3) On Sunday we went to Salem to look at the walls in Feed Your Head — it’s such a neat little space, but so tiny! We also met its fantabulous proprietor, Randie, and her incredibly sweet boyfriend Bill. I really do want you to come to the opening on July 8th, if you possibly can — not just for me but because the store is so cool, and they’re really trying hard to attract people right now. Randie — who couldn’t possibly be any older than me — just opened the place in March, and has been working her butt off to organize great events and promote the store. If you’ve ever dreamed of starting your own business, but been terrified of the risks, please come and support a rockin’ young entrepreneur who’s taking those risks right now.

4) Took this picture while in Salem — what is it that is so romantic about old sewing machines? Is it the hours of eye-blinding toil and gender-oppression they represent?
There's none left to fix her

6/9/2006

Just a note:

Filed under: — goddessparkle @ 8:40 pm

Apparently the 8th and 9th of June are dates upon which the world’s most brilliant and lovely people converge and clamor to be born. Happy birthday, wonderfuls. You know who you are.

6/8/2006

Why the Sea is Boiling Hot

Filed under: — goddessparkle @ 7:49 pm

Intense (dreaming)

Listed records:

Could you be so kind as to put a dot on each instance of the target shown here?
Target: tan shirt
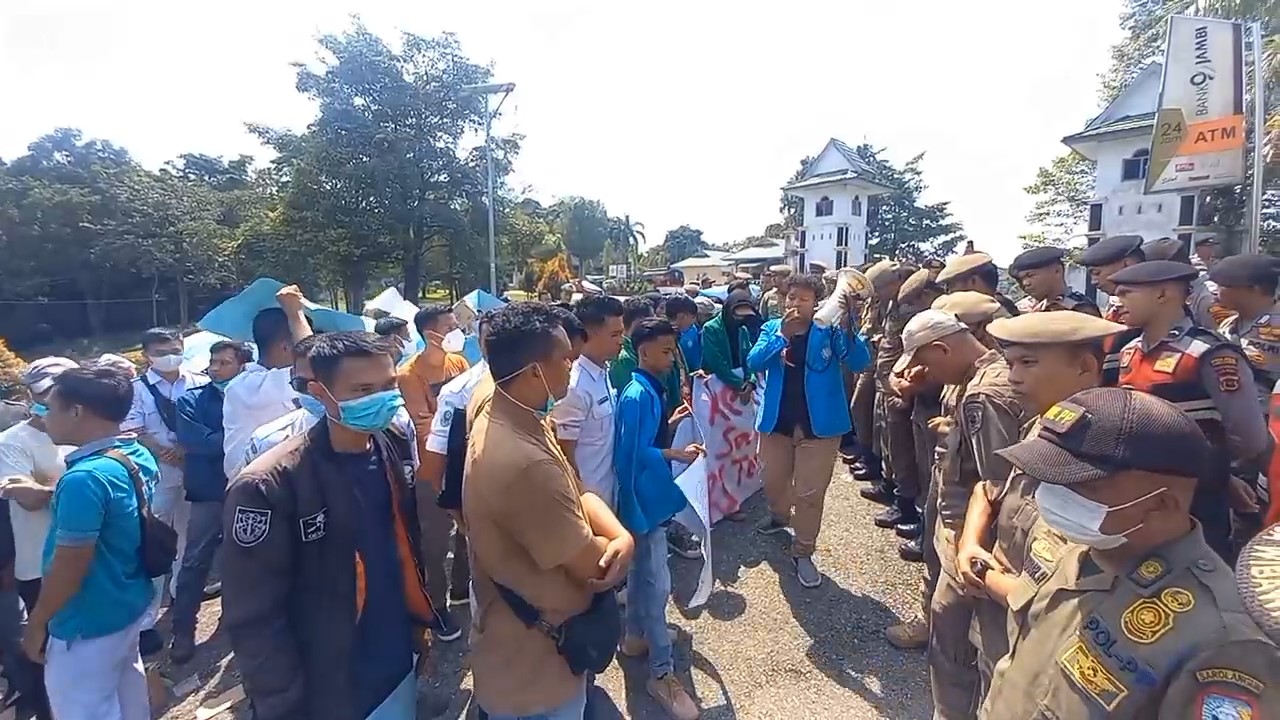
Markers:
(1164, 637)
(525, 522)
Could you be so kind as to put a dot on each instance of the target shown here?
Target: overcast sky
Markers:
(672, 112)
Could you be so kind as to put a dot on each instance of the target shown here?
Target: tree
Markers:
(682, 242)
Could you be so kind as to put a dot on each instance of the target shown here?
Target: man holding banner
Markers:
(803, 415)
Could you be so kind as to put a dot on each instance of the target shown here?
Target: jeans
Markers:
(648, 592)
(97, 678)
(204, 537)
(575, 709)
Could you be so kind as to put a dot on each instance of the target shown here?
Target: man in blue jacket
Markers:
(648, 499)
(200, 433)
(803, 415)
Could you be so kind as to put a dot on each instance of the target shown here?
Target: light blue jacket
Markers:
(823, 379)
(648, 495)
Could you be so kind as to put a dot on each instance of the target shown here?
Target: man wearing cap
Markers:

Exercise goal: According to the blog excerpt, in what month did Randie open Feed Your Head? Answer from the blog excerpt alone, not from the items.

Finished exercise: March